> [Problem to work on] Count the lines in the rows below that contain the string "traffic", treating uppercase and lowercase as different. Reply with the number alone.

> [Supplied material]
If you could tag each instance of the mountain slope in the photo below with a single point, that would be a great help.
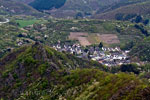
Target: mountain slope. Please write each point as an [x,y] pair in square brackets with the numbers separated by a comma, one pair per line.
[134,9]
[17,8]
[71,8]
[141,50]
[39,72]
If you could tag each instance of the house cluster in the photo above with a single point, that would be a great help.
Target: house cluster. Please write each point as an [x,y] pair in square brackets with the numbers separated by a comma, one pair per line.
[106,56]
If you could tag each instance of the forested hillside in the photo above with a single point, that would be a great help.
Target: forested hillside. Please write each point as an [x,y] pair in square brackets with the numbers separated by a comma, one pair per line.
[37,71]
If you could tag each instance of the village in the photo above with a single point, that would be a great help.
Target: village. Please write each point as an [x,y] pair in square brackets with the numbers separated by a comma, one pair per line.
[104,55]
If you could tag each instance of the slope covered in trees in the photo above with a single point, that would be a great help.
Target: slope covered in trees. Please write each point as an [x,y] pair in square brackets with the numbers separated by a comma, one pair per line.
[39,72]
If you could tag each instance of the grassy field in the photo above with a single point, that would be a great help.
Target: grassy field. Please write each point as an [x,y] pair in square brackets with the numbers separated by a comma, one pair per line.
[24,23]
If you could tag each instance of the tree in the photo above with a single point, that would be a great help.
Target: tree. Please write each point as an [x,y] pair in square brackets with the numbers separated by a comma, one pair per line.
[100,45]
[130,68]
[146,22]
[138,19]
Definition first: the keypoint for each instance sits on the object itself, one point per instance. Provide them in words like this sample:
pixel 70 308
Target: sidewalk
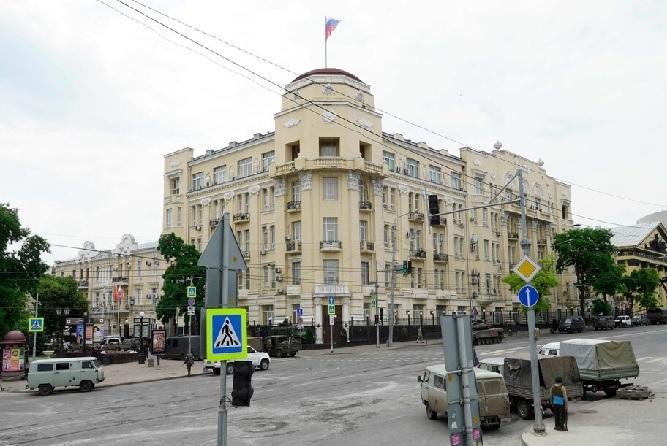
pixel 129 373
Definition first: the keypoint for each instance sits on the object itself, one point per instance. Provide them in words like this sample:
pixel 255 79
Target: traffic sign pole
pixel 538 426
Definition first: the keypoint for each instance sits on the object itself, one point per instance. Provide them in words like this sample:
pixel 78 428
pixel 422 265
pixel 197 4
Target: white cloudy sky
pixel 90 101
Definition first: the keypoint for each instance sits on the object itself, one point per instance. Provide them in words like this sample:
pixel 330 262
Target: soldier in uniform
pixel 559 404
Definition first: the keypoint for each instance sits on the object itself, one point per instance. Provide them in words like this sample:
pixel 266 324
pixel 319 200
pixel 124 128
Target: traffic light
pixel 242 390
pixel 433 210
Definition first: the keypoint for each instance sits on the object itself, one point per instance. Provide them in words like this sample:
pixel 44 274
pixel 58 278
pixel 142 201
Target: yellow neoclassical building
pixel 319 204
pixel 133 270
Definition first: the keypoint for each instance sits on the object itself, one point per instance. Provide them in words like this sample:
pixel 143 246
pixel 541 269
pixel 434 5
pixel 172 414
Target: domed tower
pixel 329 171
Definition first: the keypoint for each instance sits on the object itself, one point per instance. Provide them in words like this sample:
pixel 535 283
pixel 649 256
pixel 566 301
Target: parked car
pixel 47 374
pixel 493 399
pixel 260 360
pixel 604 323
pixel 572 324
pixel 550 349
pixel 623 320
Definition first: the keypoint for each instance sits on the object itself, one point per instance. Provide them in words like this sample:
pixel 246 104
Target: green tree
pixel 589 251
pixel 601 307
pixel 609 281
pixel 543 282
pixel 20 269
pixel 56 294
pixel 182 271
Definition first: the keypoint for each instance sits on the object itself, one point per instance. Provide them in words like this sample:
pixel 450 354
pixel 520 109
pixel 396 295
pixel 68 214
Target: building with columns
pixel 135 272
pixel 320 205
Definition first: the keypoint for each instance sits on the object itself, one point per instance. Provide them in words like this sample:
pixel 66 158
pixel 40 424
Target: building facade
pixel 324 204
pixel 642 246
pixel 119 283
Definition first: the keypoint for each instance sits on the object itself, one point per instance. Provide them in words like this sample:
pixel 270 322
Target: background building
pixel 133 270
pixel 318 204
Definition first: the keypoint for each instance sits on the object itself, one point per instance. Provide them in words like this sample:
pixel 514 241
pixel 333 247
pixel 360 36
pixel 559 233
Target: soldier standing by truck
pixel 559 404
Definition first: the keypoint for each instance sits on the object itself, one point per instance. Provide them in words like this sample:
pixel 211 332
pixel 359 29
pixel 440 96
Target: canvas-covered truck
pixel 516 372
pixel 602 363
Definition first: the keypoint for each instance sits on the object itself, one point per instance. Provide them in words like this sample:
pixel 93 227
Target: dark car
pixel 572 324
pixel 604 323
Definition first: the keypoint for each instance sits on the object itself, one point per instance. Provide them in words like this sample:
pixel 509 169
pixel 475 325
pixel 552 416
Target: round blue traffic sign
pixel 528 296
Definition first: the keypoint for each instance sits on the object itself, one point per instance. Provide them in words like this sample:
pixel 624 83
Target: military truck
pixel 516 372
pixel 493 401
pixel 602 364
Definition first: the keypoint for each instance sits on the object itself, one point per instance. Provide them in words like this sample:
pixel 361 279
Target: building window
pixel 363 231
pixel 330 268
pixel 296 230
pixel 296 191
pixel 175 185
pixel 456 180
pixel 365 273
pixel 435 175
pixel 267 160
pixel 330 227
pixel 245 167
pixel 330 188
pixel 389 160
pixel 197 180
pixel 412 167
pixel 478 186
pixel 296 273
pixel 329 147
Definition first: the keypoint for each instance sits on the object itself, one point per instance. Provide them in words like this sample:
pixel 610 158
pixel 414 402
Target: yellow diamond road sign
pixel 527 268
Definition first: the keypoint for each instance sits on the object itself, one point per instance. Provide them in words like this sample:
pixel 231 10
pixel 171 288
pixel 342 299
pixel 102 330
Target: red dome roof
pixel 327 71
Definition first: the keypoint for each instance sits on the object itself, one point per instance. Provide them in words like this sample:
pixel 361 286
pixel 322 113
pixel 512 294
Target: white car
pixel 550 349
pixel 623 321
pixel 260 360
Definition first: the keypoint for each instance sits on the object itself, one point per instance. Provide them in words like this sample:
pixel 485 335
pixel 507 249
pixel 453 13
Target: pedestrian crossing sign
pixel 226 337
pixel 36 324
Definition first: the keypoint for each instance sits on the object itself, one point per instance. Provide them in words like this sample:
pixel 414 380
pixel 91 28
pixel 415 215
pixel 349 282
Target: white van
pixel 46 374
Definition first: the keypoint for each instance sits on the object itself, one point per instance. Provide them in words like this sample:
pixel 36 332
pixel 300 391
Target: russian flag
pixel 329 25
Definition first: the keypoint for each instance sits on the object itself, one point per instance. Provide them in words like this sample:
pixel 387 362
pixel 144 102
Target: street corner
pixel 578 436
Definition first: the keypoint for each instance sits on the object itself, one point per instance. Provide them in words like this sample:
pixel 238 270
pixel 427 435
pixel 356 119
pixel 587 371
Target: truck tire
pixel 524 409
pixel 45 389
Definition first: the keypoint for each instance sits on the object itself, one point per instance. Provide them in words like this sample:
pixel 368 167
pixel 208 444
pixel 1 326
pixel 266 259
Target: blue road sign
pixel 226 337
pixel 36 324
pixel 528 296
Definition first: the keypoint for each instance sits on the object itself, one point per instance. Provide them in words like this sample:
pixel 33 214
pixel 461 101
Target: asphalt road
pixel 361 397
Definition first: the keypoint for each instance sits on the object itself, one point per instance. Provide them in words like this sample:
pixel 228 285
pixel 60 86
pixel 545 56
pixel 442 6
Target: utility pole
pixel 34 339
pixel 390 341
pixel 538 425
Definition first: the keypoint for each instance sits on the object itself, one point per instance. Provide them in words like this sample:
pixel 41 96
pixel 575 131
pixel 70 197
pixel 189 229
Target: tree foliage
pixel 182 271
pixel 640 286
pixel 58 293
pixel 543 282
pixel 20 269
pixel 589 251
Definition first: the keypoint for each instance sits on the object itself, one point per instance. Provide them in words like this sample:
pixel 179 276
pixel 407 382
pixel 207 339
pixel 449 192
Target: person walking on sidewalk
pixel 559 404
pixel 189 361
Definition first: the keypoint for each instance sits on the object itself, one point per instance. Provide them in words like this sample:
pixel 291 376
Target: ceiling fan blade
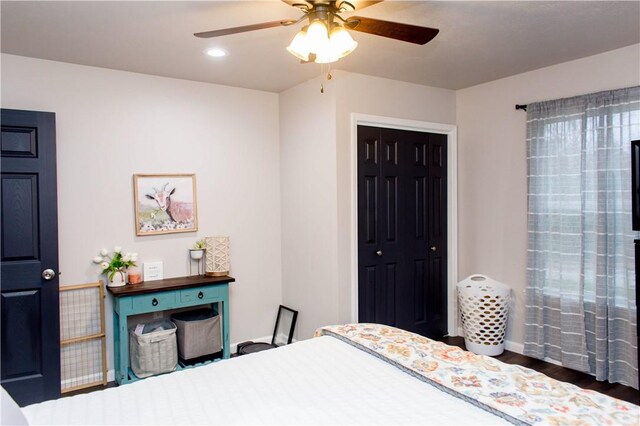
pixel 350 5
pixel 245 28
pixel 395 30
pixel 345 5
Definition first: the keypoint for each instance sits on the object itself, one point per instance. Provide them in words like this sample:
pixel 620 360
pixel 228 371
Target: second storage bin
pixel 198 333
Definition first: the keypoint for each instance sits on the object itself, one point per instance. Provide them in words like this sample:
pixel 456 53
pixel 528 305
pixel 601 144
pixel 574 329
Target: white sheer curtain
pixel 580 296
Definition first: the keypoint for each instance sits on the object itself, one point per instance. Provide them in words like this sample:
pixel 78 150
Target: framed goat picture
pixel 165 204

> [Solution to the problem] 3